▶ Exercise details
All of the lines below should be printed again exactly as they are.

▶ The data
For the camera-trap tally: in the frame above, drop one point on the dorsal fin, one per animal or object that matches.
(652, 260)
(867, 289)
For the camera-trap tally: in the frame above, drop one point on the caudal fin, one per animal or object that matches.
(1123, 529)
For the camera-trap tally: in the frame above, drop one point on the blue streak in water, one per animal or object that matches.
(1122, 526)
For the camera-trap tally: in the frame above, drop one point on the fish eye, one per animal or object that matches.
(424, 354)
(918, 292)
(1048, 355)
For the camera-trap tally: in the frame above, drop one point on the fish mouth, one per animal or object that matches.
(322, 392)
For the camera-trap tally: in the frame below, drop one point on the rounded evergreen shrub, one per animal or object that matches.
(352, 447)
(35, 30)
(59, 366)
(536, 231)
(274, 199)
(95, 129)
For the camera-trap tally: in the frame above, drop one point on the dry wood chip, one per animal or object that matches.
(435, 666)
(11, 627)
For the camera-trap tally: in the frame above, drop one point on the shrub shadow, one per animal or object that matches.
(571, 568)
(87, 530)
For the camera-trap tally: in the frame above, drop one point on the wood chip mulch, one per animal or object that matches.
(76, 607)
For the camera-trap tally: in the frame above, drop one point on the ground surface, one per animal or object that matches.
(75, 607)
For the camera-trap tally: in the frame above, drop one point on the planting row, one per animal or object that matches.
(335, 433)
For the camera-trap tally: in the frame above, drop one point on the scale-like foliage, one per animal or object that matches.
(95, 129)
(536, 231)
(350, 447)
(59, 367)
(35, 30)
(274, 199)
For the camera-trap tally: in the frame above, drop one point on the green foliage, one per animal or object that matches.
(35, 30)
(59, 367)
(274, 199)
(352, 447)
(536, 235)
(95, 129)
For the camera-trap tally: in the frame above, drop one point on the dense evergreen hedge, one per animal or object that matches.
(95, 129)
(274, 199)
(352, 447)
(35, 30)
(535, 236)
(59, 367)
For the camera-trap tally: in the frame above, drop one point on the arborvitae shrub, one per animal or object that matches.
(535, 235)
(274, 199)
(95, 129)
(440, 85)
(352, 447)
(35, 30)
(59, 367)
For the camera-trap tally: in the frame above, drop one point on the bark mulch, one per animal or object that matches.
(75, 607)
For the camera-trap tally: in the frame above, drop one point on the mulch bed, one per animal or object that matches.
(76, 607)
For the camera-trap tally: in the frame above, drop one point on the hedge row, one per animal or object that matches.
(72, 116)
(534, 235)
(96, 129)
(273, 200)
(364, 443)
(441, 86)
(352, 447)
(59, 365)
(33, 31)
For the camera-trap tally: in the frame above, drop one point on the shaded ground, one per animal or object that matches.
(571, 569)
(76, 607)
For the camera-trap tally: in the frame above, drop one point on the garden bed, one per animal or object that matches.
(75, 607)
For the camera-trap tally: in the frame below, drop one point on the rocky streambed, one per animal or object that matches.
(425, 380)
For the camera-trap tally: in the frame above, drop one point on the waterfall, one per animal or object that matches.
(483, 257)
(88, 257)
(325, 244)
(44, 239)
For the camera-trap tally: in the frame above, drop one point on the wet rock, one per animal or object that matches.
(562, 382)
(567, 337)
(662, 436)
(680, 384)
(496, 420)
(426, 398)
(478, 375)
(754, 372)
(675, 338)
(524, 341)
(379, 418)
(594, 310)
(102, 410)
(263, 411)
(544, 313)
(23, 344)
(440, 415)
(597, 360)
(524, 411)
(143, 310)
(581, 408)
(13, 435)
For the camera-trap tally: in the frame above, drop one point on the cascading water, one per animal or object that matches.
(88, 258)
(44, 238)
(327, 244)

▶ Answer for the task
For the camera-trap tally: in the frame above, drop one point on the dorsal fin, one per animal or object that matches.
(652, 260)
(867, 289)
For the camera-trap tally: in the frame above, drop one point on the caudal fin, one per animal or object that matches.
(1123, 529)
For the camera-trap tally: in the frame above, drop one point on the blue streak in water, one per animal or object that matches.
(1122, 526)
For the camera-trap tally: in the frame above, drop one point on the fish eye, one per animal or object that matches.
(424, 354)
(918, 292)
(1048, 355)
For the camera-trap tally: in the frame above, drop one point on the fish mouth, one per animal or object that matches.
(322, 392)
For the camera-trap tally: in the frame below, drop one point on the rounded evergreen shrub, one per animal or object that matches.
(352, 447)
(35, 30)
(59, 366)
(536, 231)
(274, 199)
(95, 129)
For the camera-trap tally: in the frame above, drop one point on the dry wood chip, one per animal or object that matches.
(435, 666)
(11, 627)
For the camera-trap tally: in the frame above, drop one point on the shrub shadow, one per animal or object that matches.
(571, 568)
(87, 530)
For the camera-trap tally: in the frame above, drop one point on the wood chip mulch, one per animal or object that matches.
(76, 607)
For the camera-trap tally: in the frame above, drop one point on the ground surface, one per animal or object that matches.
(75, 607)
For the camera-trap tally: in the frame above, drop one point on the planting row, one per animal or object that matches.
(335, 433)
For the camera-trap tally: in the frame above, drop one point on the scale-like foliage, one per animal or object that matches.
(95, 129)
(536, 231)
(350, 447)
(59, 367)
(35, 30)
(274, 199)
For the camera-trap tally: in the frame above, drop one point on the green foliage, one per animal or object that matches.
(35, 30)
(59, 367)
(274, 199)
(352, 447)
(536, 235)
(95, 129)
For the camera-trap tally: in the frame above, drop one point on the dense evergreen hedge, one per animal or object that matches.
(95, 129)
(274, 199)
(352, 447)
(35, 30)
(535, 236)
(59, 367)
For the camera-trap tally: in the frame above, drop one point on the arborvitae shrub, one per animal or object that matches.
(535, 235)
(274, 199)
(95, 129)
(440, 85)
(352, 447)
(35, 30)
(59, 367)
For the camera-trap tally: in the frame above, drop one point on the bark mulch, one per animal or object that matches.
(75, 607)
For the camera-trap tally: in the frame above, drop one point on the mulch bed, one per animal or object that matches.
(76, 607)
For the camera-trap tally: in the frame above, drop one point on the hedge row, one per animal or object that matches.
(72, 116)
(534, 235)
(96, 129)
(273, 200)
(364, 443)
(441, 86)
(352, 447)
(59, 365)
(33, 31)
For the camera-trap tally: in the frame above, drop one point on the shaded ground, one per animal or object that matches.
(571, 569)
(76, 607)
For the camera-trap tally: in the frame above, drop one point on the garden bed, one per animal or object that matches.
(75, 607)
For the camera-trap tally: in the frame below, drop one point on the rocky streambed, one per animal or object that matches.
(425, 380)
For the camera-trap tally: in the frame above, drop one point on the waterfall, one per animal or object that matches.
(483, 257)
(88, 257)
(325, 244)
(44, 239)
For the camera-trap tally: in the frame above, drop one point on the wet rock, one per animal or object that matches.
(562, 382)
(567, 337)
(662, 436)
(680, 384)
(496, 420)
(426, 398)
(478, 375)
(754, 372)
(675, 338)
(524, 341)
(379, 418)
(594, 310)
(102, 410)
(263, 411)
(544, 313)
(23, 344)
(440, 415)
(597, 360)
(524, 411)
(143, 310)
(581, 408)
(13, 435)
For the camera-trap tally: in the frame above, drop one point on the cascading water, one per animal or object that matches.
(88, 258)
(44, 238)
(327, 244)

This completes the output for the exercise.